TASK TO CARRY OUT
Repeat exactly what runs from the line with "Target: window with dark glass pane" through the last line of the material, and keep the pictures out of it.

*** Block opens ***

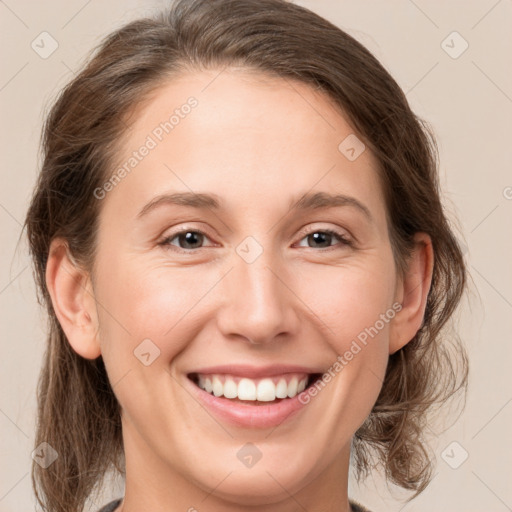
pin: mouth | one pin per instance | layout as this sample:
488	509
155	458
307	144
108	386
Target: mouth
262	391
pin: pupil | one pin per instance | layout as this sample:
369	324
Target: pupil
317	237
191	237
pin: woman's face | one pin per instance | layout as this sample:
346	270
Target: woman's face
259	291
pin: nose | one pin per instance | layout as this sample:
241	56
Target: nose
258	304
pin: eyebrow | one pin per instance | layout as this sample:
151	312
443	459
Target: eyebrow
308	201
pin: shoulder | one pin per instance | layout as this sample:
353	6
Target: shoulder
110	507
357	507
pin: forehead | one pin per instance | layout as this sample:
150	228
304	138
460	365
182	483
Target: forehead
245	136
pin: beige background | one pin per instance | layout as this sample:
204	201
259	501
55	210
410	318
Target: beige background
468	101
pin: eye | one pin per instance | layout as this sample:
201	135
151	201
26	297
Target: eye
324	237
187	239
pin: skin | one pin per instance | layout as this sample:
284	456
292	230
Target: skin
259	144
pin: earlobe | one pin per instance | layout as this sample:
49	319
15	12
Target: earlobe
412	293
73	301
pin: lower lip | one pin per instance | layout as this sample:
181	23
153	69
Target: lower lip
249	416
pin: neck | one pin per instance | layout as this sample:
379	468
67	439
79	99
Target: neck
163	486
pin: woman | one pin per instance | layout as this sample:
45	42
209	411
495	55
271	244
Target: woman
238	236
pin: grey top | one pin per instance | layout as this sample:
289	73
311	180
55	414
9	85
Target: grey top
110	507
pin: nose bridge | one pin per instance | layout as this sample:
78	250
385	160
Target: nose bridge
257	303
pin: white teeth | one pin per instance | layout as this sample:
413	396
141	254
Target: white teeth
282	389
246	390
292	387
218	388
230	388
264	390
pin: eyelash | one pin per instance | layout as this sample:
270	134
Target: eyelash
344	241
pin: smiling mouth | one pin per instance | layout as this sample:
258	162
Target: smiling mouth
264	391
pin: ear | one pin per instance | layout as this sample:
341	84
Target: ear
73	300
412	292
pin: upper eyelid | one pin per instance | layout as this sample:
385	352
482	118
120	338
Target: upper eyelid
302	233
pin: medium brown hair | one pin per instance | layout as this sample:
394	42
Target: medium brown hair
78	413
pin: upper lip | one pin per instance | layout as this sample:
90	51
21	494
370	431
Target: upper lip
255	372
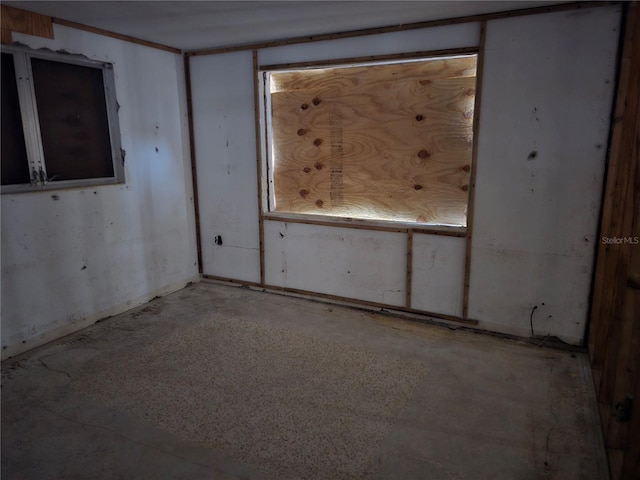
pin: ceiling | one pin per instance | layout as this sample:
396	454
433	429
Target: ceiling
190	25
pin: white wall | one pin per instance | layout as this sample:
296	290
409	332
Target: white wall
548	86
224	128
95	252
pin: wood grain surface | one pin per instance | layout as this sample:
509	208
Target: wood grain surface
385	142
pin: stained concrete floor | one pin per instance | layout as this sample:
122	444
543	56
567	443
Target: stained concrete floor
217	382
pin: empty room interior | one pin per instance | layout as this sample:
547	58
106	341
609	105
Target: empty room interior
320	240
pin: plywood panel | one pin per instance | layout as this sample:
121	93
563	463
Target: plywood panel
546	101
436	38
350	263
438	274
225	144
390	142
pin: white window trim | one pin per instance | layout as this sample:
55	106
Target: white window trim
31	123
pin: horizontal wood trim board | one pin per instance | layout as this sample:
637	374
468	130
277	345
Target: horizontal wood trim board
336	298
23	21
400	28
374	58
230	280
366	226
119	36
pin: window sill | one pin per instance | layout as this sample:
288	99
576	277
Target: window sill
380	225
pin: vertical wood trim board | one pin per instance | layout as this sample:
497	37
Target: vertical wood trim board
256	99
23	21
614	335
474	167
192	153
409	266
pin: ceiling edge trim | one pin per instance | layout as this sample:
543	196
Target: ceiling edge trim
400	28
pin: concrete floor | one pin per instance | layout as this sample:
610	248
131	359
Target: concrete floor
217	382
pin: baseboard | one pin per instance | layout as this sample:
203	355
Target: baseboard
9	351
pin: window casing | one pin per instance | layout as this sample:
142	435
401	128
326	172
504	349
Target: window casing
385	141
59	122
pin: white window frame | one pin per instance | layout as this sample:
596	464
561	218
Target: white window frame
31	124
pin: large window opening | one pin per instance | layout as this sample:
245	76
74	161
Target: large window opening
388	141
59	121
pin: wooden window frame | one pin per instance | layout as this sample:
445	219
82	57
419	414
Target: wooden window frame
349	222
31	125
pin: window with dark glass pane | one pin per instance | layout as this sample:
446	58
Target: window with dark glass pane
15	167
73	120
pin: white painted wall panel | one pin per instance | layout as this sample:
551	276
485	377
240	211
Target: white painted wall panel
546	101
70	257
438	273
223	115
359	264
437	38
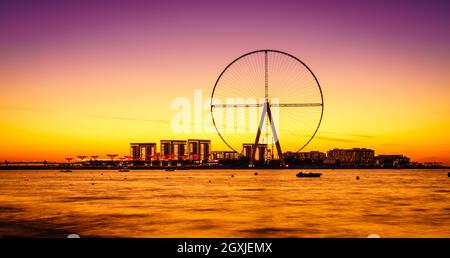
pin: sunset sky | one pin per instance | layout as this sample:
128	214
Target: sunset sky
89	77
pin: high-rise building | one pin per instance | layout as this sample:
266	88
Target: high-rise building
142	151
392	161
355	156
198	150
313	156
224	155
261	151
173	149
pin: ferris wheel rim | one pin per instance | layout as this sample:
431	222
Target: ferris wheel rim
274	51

*** Block closes ***

ANSWER TO THE EXERCISE
Target: window with dark glass pane
15	167
73	120
pin: white painted wall panel | one pin per instance | layout as this sample:
551	276
485	377
240	211
Target: white painted wall panel
546	101
70	257
438	273
223	115
359	264
437	38
pin: sunset sky | one pin per instance | layout as this sample:
128	214
Target: sunset sky
89	77
pin: high-rise building | one pin per instance | layout as this sample:
266	88
Target: high-rise building
142	151
392	161
355	156
198	150
313	156
224	155
261	151
173	149
pin: ferris wheel rim | one pin per instance | layout as this sample:
431	222
Target: ferris wheel rim
274	51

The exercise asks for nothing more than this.